Coordinate annotation records
=======

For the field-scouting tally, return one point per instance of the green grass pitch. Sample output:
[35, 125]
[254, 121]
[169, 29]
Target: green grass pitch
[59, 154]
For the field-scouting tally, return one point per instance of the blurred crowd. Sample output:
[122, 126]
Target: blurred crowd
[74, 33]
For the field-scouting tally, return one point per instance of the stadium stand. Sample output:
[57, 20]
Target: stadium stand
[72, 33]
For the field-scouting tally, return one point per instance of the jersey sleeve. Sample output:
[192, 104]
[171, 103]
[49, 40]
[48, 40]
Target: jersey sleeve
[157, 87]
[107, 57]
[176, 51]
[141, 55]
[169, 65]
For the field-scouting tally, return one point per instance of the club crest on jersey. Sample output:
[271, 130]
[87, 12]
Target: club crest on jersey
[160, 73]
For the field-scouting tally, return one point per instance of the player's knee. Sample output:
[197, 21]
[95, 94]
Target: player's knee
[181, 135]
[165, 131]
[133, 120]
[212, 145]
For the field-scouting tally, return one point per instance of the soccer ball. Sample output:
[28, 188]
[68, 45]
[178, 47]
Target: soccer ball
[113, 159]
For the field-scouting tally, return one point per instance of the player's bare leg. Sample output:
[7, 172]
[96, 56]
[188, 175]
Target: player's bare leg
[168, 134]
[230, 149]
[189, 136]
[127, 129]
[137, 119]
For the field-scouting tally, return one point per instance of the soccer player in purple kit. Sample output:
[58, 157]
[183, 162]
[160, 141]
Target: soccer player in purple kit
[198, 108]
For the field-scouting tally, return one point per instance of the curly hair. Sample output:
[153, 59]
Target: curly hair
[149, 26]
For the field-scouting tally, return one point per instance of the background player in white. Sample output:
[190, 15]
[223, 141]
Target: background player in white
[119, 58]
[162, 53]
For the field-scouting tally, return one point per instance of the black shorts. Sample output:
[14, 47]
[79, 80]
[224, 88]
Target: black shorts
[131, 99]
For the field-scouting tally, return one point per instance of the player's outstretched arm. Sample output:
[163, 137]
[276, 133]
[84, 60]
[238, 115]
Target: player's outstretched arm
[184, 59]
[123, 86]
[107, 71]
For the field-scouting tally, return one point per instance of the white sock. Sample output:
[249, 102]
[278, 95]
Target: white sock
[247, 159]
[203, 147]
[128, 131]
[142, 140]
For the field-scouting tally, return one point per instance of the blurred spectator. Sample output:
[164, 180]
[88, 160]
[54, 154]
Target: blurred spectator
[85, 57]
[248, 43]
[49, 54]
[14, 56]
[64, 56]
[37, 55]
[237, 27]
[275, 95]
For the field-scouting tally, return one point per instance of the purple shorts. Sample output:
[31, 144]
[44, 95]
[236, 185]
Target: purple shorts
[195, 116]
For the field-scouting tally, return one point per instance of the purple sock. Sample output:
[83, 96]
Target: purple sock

=======

**EXERCISE PROMPT**
Retype the lines of the data exactly, beginning with the line that contains "of the black" and continuing through the final line of the data.

**WORKED ANSWER**
For the field-scouting tally, return one point per instance of the black shorts. Sample output:
[14, 47]
[79, 80]
[224, 88]
Target: black shorts
[131, 99]
For the field-scouting tally, return one point per instance of the player's outstretched arm. Sample output:
[163, 137]
[276, 133]
[84, 60]
[238, 115]
Target: player's outstretched arm
[184, 59]
[123, 86]
[107, 71]
For the field-scouting tally, return one point per instance of the white sock. Sample output:
[249, 102]
[278, 95]
Target: white sock
[247, 159]
[203, 147]
[128, 131]
[142, 140]
For the field-scouting tally, return one point per instance of the blurred spectator. Sample output:
[164, 180]
[88, 160]
[54, 154]
Target: blurred spectator
[85, 57]
[248, 43]
[49, 54]
[14, 56]
[64, 56]
[37, 55]
[237, 27]
[275, 95]
For the field-scouting tally, return one point per instance of the purple shorts. Sample output:
[31, 144]
[44, 95]
[236, 185]
Target: purple shorts
[195, 116]
For the field-scouting tally, return one point per instance of the purple sock. Sample output:
[83, 96]
Target: purple sock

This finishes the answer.